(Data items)
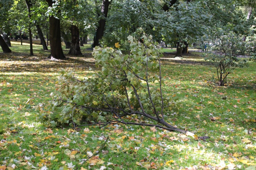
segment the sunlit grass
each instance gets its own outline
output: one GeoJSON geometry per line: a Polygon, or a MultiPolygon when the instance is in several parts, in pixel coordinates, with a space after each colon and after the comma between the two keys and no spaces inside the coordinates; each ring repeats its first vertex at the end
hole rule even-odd
{"type": "Polygon", "coordinates": [[[71,162],[78,169],[255,166],[255,63],[235,70],[227,86],[220,87],[214,66],[200,56],[192,53],[182,60],[171,60],[165,56],[168,59],[162,62],[164,92],[179,108],[166,113],[167,122],[198,137],[209,136],[206,142],[157,128],[154,132],[149,127],[121,124],[102,129],[88,126],[84,130],[82,127],[75,132],[70,127],[53,129],[39,123],[40,113],[33,107],[50,99],[62,69],[89,77],[98,69],[93,67],[94,60],[86,54],[50,61],[46,59],[49,51],[35,49],[35,56],[29,56],[28,44],[20,47],[12,42],[14,52],[0,54],[0,167],[14,164],[17,169],[66,169],[71,162]],[[108,137],[98,156],[83,162],[90,152],[99,151],[108,137]]]}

> [The exercise]
Render every line of the data items above as a Markdown table with two columns, No. and Text, where No. holds the row number and Text holds the line. Skip blank lines and leave the pictures out.

> [Written answer]
| No. | Text |
|---|---|
| 1 | segment the sunlit grass |
| 2 | each instance gets its own outline |
| 3 | output: one GeoJSON geometry per line: a Polygon, or a MultiPolygon when the instance is in several parts, in pixel coordinates, with a space after each colon and after the comma between the two keys and no spaces inside the coordinates; each ring repeats its first vertex at the end |
| 4 | hole rule even-odd |
| 5 | {"type": "Polygon", "coordinates": [[[71,162],[78,169],[255,166],[255,63],[235,70],[227,86],[220,87],[214,66],[200,56],[192,53],[182,60],[171,60],[165,56],[168,59],[162,62],[164,92],[179,108],[166,113],[167,122],[198,137],[209,136],[206,142],[157,128],[154,132],[149,127],[121,124],[102,129],[88,126],[84,130],[82,127],[75,132],[70,127],[53,129],[39,123],[40,113],[33,107],[50,99],[62,69],[89,77],[98,69],[93,67],[94,60],[86,54],[50,61],[46,59],[49,51],[35,49],[35,56],[29,56],[28,44],[20,47],[12,42],[14,52],[0,54],[0,167],[14,164],[17,169],[66,169],[71,162]],[[108,137],[98,156],[83,162],[90,152],[99,151],[108,137]]]} |